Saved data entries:
+---+

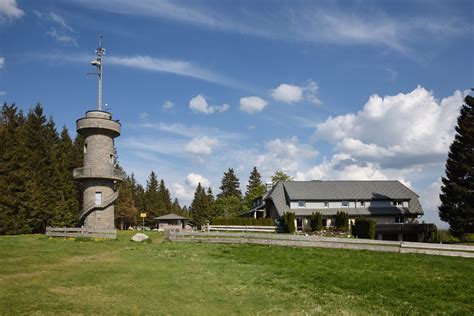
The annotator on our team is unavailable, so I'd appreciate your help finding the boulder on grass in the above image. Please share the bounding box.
[132,233,150,242]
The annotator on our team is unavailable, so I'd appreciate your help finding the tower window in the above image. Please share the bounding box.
[95,192,102,206]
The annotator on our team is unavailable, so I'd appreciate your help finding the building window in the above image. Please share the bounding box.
[95,192,102,206]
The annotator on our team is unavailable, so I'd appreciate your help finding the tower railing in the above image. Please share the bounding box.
[72,167,125,181]
[79,190,119,221]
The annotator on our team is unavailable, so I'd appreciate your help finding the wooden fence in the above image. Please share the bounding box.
[165,231,474,258]
[46,227,117,239]
[203,225,276,233]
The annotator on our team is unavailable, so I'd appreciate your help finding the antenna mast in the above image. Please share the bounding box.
[91,34,105,111]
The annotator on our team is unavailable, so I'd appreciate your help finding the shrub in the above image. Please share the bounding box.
[212,217,275,226]
[310,212,323,232]
[352,217,375,239]
[335,211,349,231]
[283,212,296,234]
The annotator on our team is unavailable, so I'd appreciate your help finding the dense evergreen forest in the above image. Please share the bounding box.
[0,103,274,235]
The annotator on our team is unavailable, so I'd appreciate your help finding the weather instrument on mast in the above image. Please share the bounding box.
[87,34,105,111]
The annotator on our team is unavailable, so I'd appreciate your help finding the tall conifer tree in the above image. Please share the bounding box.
[244,167,266,209]
[439,95,474,237]
[217,168,242,199]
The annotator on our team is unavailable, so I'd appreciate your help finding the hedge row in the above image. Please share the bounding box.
[352,217,375,239]
[211,217,275,226]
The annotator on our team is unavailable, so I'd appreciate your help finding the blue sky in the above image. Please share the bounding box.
[0,0,474,224]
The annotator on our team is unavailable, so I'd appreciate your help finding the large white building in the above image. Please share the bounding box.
[243,181,423,229]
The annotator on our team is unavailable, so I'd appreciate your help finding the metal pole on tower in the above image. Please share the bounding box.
[88,34,105,111]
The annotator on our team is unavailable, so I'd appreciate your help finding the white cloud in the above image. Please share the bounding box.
[189,94,214,114]
[34,53,241,89]
[48,12,74,32]
[46,27,78,46]
[0,0,25,22]
[185,173,211,188]
[240,96,268,114]
[68,0,470,52]
[107,55,242,88]
[295,154,392,180]
[304,79,321,105]
[189,94,230,114]
[138,112,150,121]
[173,183,194,206]
[272,83,303,104]
[33,10,78,46]
[256,136,318,175]
[272,79,321,105]
[184,136,219,156]
[161,100,174,111]
[314,87,464,168]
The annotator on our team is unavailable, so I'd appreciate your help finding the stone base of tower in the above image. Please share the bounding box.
[84,205,115,230]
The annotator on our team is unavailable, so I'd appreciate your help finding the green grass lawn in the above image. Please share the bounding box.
[0,232,474,315]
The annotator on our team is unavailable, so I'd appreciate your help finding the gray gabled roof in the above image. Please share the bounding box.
[267,180,423,216]
[155,213,187,220]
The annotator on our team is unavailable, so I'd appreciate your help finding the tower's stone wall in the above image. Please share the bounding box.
[75,111,122,230]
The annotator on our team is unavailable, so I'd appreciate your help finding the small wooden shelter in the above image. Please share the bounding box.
[155,213,189,230]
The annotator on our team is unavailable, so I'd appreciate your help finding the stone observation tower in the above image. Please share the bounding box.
[73,35,123,230]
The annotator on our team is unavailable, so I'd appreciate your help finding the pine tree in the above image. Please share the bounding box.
[244,167,266,209]
[439,96,474,237]
[0,103,31,234]
[190,183,211,229]
[130,173,145,213]
[217,168,242,200]
[144,171,161,225]
[272,170,293,186]
[158,179,172,216]
[24,104,61,233]
[171,198,183,215]
[115,177,138,229]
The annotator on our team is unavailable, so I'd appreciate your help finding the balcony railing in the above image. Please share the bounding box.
[72,167,125,181]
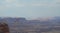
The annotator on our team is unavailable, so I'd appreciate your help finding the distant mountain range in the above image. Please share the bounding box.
[0,17,60,32]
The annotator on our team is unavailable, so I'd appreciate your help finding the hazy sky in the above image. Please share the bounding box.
[0,0,60,18]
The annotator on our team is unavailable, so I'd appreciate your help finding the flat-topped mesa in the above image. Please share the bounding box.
[0,23,9,33]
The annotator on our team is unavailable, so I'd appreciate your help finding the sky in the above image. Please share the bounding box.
[0,0,60,19]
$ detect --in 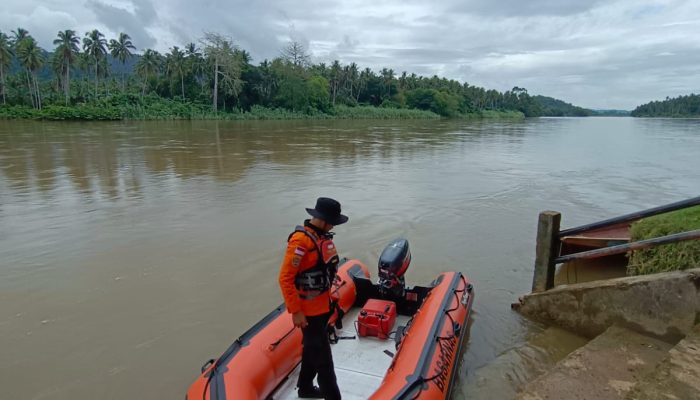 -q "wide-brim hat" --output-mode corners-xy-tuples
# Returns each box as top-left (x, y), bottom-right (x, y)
(306, 197), (348, 225)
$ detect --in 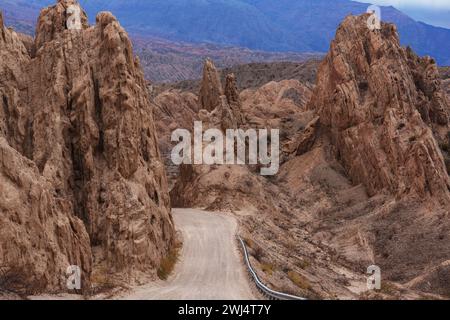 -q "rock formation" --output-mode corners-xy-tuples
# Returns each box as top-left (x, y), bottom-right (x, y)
(225, 73), (245, 127)
(0, 0), (174, 296)
(198, 59), (223, 112)
(171, 15), (450, 298)
(309, 15), (450, 199)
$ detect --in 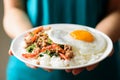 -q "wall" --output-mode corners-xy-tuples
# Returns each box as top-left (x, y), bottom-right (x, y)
(0, 0), (10, 80)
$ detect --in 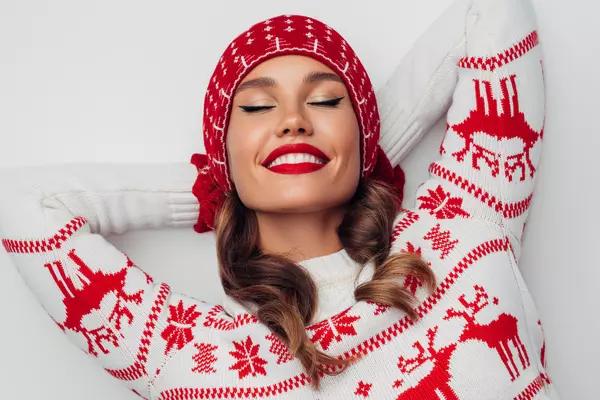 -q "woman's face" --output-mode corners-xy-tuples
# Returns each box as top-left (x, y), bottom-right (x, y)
(226, 55), (360, 213)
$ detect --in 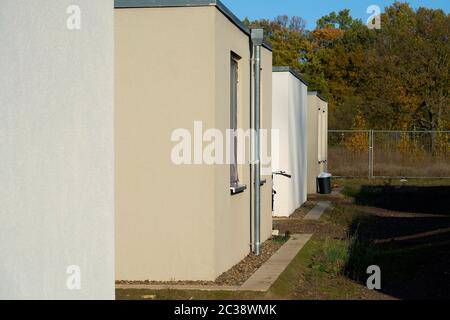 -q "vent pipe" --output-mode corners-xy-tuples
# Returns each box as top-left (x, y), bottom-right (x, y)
(251, 29), (264, 256)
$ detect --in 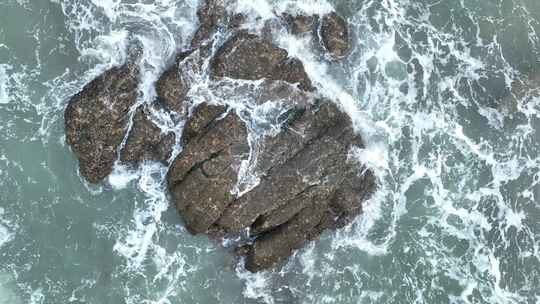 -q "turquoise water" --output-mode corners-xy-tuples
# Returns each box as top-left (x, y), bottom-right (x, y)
(0, 0), (540, 304)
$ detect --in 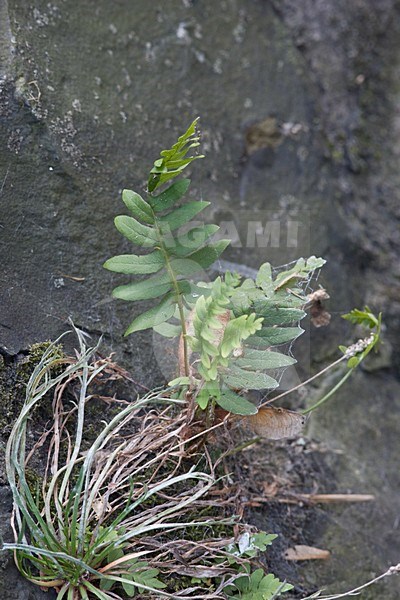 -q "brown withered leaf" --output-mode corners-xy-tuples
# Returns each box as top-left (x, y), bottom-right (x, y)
(243, 406), (306, 440)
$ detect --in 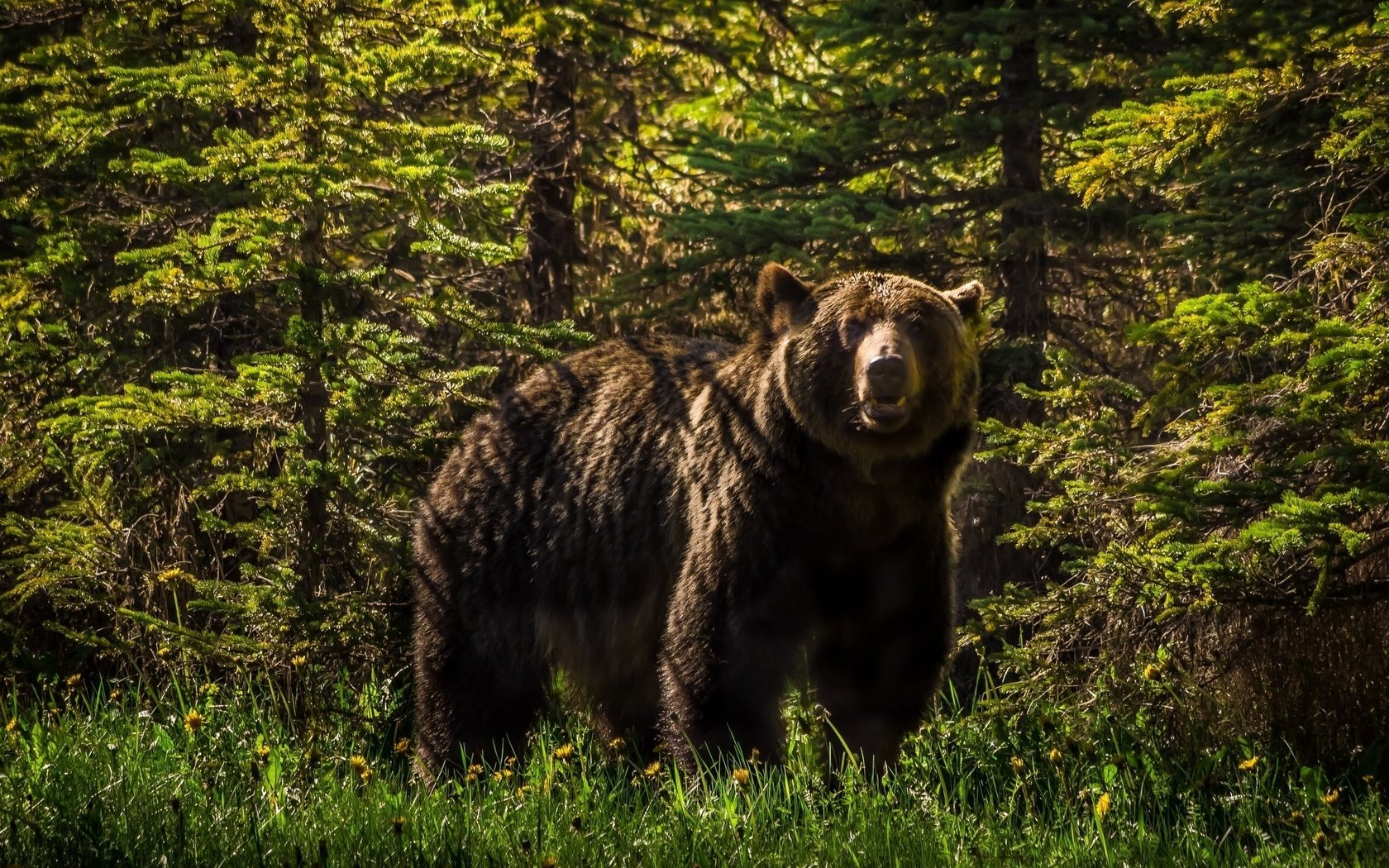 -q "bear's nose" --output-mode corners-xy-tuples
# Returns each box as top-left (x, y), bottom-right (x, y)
(868, 355), (907, 396)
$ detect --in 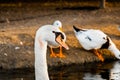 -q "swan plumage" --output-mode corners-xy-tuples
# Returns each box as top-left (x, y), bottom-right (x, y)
(73, 26), (120, 61)
(34, 21), (69, 80)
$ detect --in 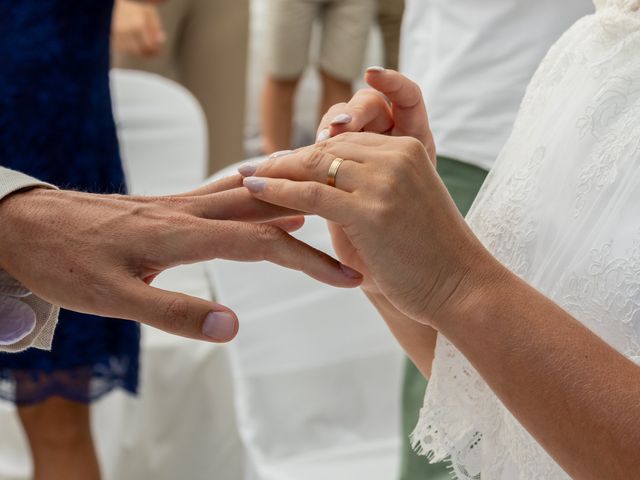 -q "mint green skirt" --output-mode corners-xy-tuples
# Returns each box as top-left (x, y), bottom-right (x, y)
(400, 157), (488, 480)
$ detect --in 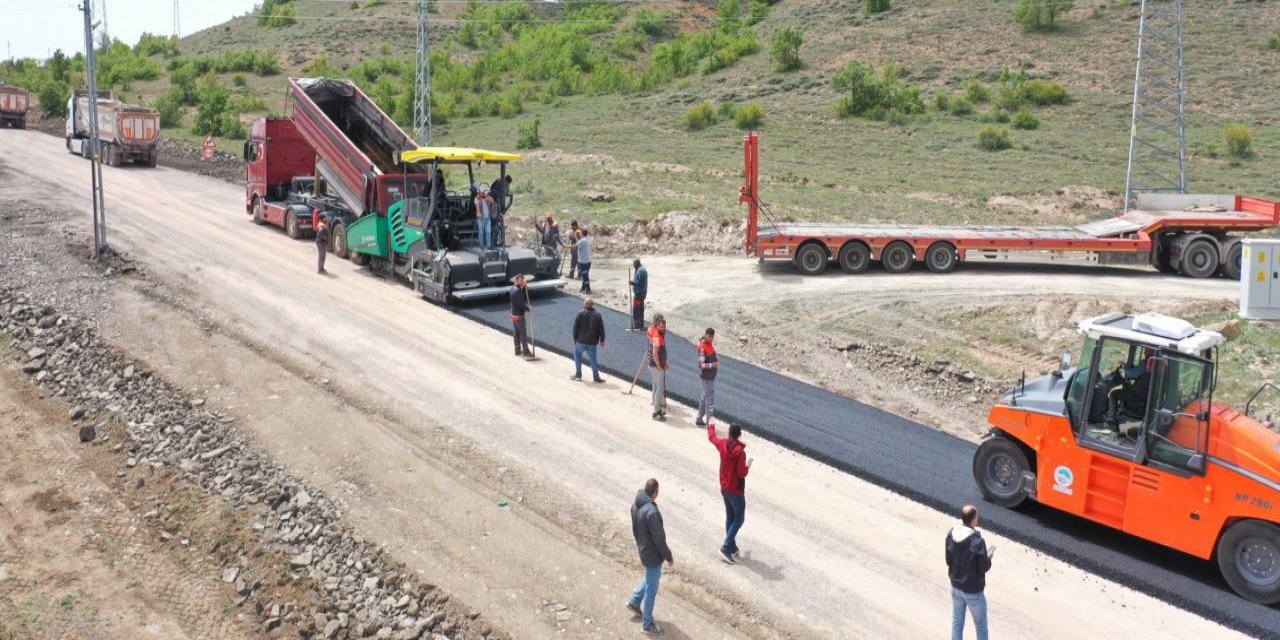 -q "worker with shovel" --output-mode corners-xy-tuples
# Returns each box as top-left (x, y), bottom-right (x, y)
(511, 275), (534, 360)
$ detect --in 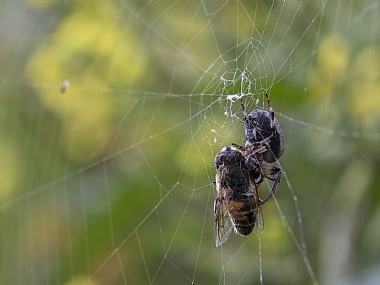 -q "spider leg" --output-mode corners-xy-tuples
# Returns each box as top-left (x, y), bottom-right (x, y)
(258, 161), (282, 205)
(231, 143), (246, 151)
(240, 97), (247, 120)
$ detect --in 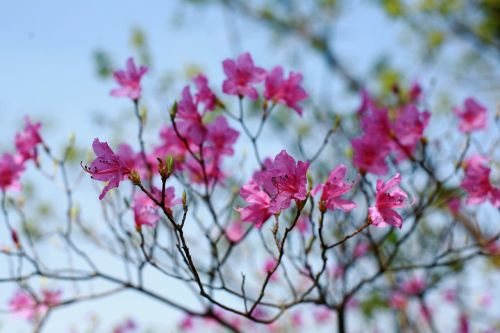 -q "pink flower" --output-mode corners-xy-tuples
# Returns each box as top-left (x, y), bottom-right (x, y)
(237, 179), (272, 228)
(16, 117), (42, 161)
(0, 153), (24, 191)
(254, 150), (309, 214)
(290, 312), (304, 328)
(461, 155), (500, 207)
(401, 277), (426, 295)
(82, 138), (130, 200)
(222, 53), (266, 100)
(111, 58), (148, 100)
(368, 173), (408, 228)
(226, 220), (245, 243)
(457, 312), (470, 333)
(297, 215), (311, 235)
(408, 82), (422, 103)
(443, 289), (457, 303)
(193, 74), (217, 111)
(453, 97), (487, 133)
(9, 289), (62, 321)
(389, 291), (408, 310)
(391, 105), (431, 160)
(264, 66), (309, 115)
(352, 242), (370, 258)
(351, 135), (389, 176)
(9, 289), (37, 320)
(264, 258), (278, 282)
(133, 192), (160, 230)
(446, 197), (462, 215)
(311, 164), (356, 212)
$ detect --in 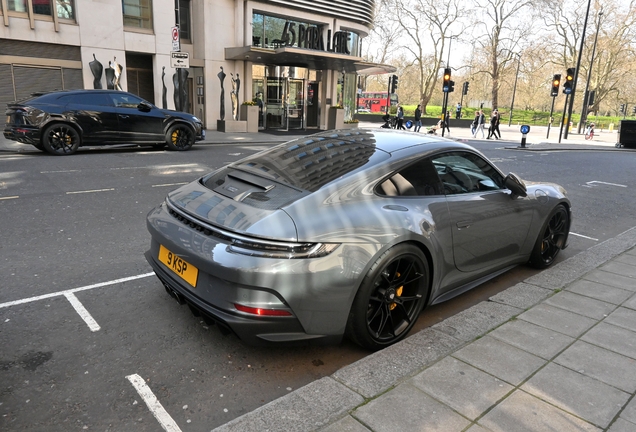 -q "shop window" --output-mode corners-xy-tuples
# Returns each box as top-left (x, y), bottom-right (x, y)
(179, 0), (192, 43)
(121, 0), (152, 30)
(7, 0), (75, 19)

+---+

■ INSTRUCTIONS TO FOLLOW
In the listing above, output the lines from the one containing "finding the gray" to the one containing "[75,111,122,230]", both included, reproducing each character unchanged.

■ CORRECT ANSWER
The annotator on our team is unavailable, so I'd appreciate your help finding the gray gabled roof in the above image. Please share the bounding box.
[267,180,423,216]
[155,213,187,220]
The annotator on our team is unavailable, so I'd appreciate your help finding the tower's stone wall in the above image. Please share the bounding box.
[75,111,122,230]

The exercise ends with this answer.